ABOUT THIS EXERCISE:
The response must contain every line from the records below that has "denim".

MATERIAL SUPPLIED:
BEGIN
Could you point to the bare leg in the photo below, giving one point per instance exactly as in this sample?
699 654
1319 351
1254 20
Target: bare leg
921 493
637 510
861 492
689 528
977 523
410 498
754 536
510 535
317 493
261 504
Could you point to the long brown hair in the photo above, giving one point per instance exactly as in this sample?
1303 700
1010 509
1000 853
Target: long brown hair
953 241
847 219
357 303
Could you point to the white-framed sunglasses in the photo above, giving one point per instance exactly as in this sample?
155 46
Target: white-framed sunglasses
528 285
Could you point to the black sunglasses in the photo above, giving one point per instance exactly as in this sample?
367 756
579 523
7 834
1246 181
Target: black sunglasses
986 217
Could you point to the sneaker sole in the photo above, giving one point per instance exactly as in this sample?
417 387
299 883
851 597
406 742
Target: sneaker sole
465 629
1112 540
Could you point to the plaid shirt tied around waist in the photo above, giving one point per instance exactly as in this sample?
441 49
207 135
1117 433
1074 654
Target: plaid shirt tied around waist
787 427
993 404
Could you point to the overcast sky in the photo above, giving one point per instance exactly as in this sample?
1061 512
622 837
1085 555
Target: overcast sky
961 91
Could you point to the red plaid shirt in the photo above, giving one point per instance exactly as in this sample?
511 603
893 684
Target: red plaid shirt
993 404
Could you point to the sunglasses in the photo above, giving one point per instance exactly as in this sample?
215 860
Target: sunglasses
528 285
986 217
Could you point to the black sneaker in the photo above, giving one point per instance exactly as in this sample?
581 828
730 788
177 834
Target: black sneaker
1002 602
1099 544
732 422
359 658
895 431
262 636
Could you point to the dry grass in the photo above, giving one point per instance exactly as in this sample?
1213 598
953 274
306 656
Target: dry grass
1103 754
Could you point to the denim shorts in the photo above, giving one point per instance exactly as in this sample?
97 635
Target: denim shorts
END
ANSWER TO THE EXERCISE:
Could you point to the denim shorts in the photo above, giving one point per instance exactly as in this sample?
Target: denim shorts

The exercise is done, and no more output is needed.